Description of the task: Quote the whole listing exactly. Leave the pictures out of your copy.

[Collected data entries]
***

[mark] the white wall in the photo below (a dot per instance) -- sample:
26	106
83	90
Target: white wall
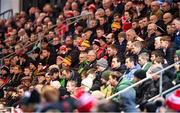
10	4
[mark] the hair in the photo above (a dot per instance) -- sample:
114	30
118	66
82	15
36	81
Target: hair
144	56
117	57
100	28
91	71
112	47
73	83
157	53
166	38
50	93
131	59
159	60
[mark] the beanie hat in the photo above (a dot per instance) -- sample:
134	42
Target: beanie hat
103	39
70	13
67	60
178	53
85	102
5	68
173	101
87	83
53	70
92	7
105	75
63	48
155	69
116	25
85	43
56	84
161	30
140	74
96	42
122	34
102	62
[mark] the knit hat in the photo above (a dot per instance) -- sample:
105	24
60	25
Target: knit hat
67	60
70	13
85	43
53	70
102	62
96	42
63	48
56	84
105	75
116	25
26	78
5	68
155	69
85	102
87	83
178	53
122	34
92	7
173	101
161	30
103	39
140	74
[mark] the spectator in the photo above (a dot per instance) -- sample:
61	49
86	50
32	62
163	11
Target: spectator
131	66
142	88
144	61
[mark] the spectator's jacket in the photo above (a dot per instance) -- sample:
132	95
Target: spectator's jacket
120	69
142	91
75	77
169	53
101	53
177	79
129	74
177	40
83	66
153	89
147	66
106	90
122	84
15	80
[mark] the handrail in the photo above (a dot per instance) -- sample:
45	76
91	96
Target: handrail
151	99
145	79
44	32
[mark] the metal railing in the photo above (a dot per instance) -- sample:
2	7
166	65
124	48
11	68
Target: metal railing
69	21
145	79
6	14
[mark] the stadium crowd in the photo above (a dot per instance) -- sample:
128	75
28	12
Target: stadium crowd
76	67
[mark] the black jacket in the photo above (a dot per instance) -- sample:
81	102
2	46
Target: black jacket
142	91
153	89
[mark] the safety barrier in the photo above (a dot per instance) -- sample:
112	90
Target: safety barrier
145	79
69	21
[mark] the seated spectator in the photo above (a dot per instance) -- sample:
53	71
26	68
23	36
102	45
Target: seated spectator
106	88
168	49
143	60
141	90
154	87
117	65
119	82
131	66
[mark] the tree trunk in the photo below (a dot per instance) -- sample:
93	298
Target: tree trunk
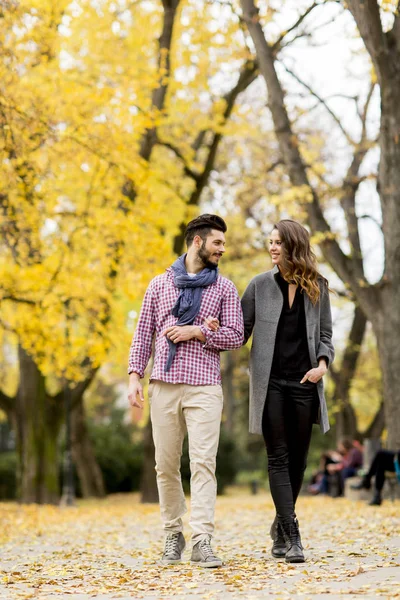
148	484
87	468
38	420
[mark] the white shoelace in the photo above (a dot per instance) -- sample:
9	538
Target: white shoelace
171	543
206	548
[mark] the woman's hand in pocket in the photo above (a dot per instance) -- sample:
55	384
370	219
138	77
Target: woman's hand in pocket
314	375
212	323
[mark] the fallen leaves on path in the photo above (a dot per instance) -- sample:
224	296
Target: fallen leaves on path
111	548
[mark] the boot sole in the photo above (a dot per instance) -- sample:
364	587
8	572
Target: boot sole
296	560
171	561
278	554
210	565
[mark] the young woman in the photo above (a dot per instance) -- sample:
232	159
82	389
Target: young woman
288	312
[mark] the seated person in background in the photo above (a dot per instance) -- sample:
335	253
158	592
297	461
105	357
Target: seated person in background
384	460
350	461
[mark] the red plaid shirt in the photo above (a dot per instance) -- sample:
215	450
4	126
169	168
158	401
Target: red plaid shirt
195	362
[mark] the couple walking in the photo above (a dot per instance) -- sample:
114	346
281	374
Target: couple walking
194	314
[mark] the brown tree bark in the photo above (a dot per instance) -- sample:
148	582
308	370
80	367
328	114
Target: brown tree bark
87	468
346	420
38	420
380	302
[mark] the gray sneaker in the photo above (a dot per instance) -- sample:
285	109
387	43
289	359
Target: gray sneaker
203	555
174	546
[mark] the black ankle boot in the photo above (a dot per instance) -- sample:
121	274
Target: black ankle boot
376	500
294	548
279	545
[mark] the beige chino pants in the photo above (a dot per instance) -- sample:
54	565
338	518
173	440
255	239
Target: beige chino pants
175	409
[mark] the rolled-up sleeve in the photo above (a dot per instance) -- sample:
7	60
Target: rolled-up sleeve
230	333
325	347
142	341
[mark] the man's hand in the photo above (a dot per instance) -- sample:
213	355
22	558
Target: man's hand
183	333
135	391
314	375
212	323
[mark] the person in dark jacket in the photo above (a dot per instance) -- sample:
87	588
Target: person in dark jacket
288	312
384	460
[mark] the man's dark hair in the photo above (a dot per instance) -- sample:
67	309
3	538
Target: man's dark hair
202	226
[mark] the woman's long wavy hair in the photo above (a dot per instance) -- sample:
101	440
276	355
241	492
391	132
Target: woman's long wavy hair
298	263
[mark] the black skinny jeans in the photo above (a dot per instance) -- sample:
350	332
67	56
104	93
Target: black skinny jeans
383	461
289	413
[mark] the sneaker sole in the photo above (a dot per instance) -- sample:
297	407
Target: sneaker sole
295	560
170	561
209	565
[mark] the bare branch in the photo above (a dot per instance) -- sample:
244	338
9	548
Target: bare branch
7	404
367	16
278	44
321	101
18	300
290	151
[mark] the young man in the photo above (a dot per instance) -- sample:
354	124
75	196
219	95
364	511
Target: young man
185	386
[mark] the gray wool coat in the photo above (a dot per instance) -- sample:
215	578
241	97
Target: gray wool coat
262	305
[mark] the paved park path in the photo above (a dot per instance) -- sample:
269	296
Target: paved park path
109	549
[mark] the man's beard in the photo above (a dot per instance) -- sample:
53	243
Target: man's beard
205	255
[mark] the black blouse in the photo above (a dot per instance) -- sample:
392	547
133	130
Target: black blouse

***

Complete response:
[mark] the white wall in the photo below (a dot per instance) -- sample:
26	106
83	90
Target: white wall
10	4
[mark] the hair in the photo above (a dot per instance) -- sample:
114	30
118	66
82	15
36	81
Target: hair
144	56
117	57
100	28
91	71
112	47
73	83
157	53
166	38
50	93
131	59
159	60
[mark] the beanie hat in the photo above (a dot per instance) -- sample:
134	42
Target: beanie hat
103	39
70	13
67	60
178	53
85	102
5	68
173	101
87	83
53	70
92	7
105	75
63	48
155	69
116	25
85	43
56	84
161	30
140	74
96	42
122	34
102	62
[mark] the knit hat in the photo above (a dot per instance) -- sample:
105	24
60	25
Target: knit hat
67	60
70	13
85	43
53	70
102	62
96	42
63	48
56	84
105	75
116	25
26	78
5	68
155	69
85	102
87	83
178	53
122	34
92	7
173	101
161	30
103	39
140	74
[mark] the spectator in the photo above (a dot per instance) -- sample:
61	49
86	50
32	62
163	11
Target: spectator
131	66
142	88
144	61
[mark] the spectator's jacket in the photo above (a dot per instance) -- sample:
132	95
Target: spectator's jacket
120	69
142	91
75	77
169	53
101	53
177	79
129	74
177	40
83	66
153	89
147	66
106	90
122	84
15	80
[mark] the handrail in the photo above (a dot per instance) -- sample:
45	76
91	96
Target: handrail
151	99
145	79
44	32
[mark] the metal railing in the photo above (a dot per instance) -- sample:
2	7
166	65
124	48
11	68
Target: metal railing
69	21
145	79
6	14
[mark] the stadium crowd in the photo above (a dot per instance) -- sample:
128	75
28	12
Target: stadium crowd
76	67
[mark] the black jacket in the photo above (a dot per instance) -- sample:
81	102
2	46
Target: black jacket
142	91
153	89
[mark] the safety barrier in the photo above (a dot per instance) -- sample:
112	90
Target: safety barrier
145	79
69	21
[mark] the seated spectator in the photo above (a dot per instance) -- sample:
53	71
26	68
23	36
102	45
Target: seated spectator
106	88
168	49
143	60
141	90
154	87
117	65
119	82
131	66
[mark] the tree trunk in the photo below (a dot per instance) -- sample:
93	298
Target: tree trunk
148	484
87	468
38	420
[mark] the white shoelace in the photo above (a dot per instance) -- sample:
9	538
Target: white shoelace
171	543
206	548
[mark] the woman's hand in pocket in the photo above (a dot per instance) -- sample:
55	384
370	219
138	77
Target: woman's hand in pocket
314	375
212	323
[mark] the fallen leaves on path in the photo above (a dot per instance) -- sample:
224	296
Target: fallen leaves on path
111	548
[mark] the boot sole in the photo above (a dot per instance) -- sample:
364	587
8	572
Target: boot sole
296	560
171	561
278	554
210	565
[mark] the young woman in the photo above (a dot per instance) -- sample:
232	159
82	389
Target: young woman
288	312
[mark] the seated person in background in the photo above (a dot per instance) -- sample:
335	253
158	592
297	461
105	357
Target: seated person in background
384	460
350	461
[mark] the red plaid shirt in the photo above (a dot per instance) -- sample:
215	450
4	126
169	168
158	401
Target: red plaid shirt
195	362
[mark] the couple walking in the photo above (a dot per instance) -- sample:
114	346
281	374
Target: couple walking
194	314
[mark] the brown tree bark in the photo above (a dot per instance) -- sample:
148	582
308	370
80	367
328	114
Target: brown tree bark
87	468
346	420
38	420
380	302
[mark] the gray sneaker in the photo above (a dot per instance) -- sample:
285	109
387	43
289	359
Target: gray sneaker
203	555
174	546
[mark] the black ankle boot in the photo above (a dot per instance) -- sample:
121	274
Target: black ankle boot
376	500
294	548
279	545
[mark] the beige chino pants in the photo above (a dot per instance) -- sample:
54	565
338	518
173	440
255	239
Target: beige chino pants
175	409
[mark] the rolled-up sleeve in the photo above (a dot per instance) -- sample:
7	60
Target: rolled-up sleeve
230	333
325	347
142	341
[mark] the man's hand in the photo above (a dot per instance) -- sample:
213	355
22	558
Target: man's hand
183	333
135	391
314	375
212	323
[mark] the person in dark jacket in the photo above (a dot per instance) -- sample:
87	588
Target: person in dark jacket
288	312
384	460
[mark] the man's dark hair in the photo above (a dot per instance) -- sample:
67	309
3	538
Target: man's dark hair
202	226
[mark] the woman's long wavy hair in the photo above (a dot per instance) -- sample:
101	440
276	355
241	492
391	132
Target: woman's long wavy hair
298	263
[mark] the black skinny jeans in the photo above (a dot per instance) -- sample:
350	332
67	56
104	93
Target: black skinny jeans
383	461
289	413
[mark] the sneaker sole in the photo above (a dot per instance) -- sample:
297	407
Target: sneaker sole
295	560
170	561
209	565
[mark] the bare branch in the photo above (a dot per instance) -- sample:
244	338
9	548
Target: bare branch
7	404
367	16
278	44
321	101
18	300
290	151
[mark] the young man in the photo above (a dot per instance) -- sample:
354	124
75	196
219	95
364	511
Target: young man
185	386
[mark] the gray wool coat in the photo above (a dot per instance) -- sample:
215	578
241	97
Target: gray wool coat
262	305
[mark] the paved park path in the photo above (a dot per instance) -- sample:
269	296
Target: paved park path
109	549
[mark] the man's beard in the photo above (a dot per instance) -- sample:
53	243
Target: man's beard
205	255
[mark] the black blouse in the photo above (a dot per instance) -- sample:
392	547
133	130
Target: black blouse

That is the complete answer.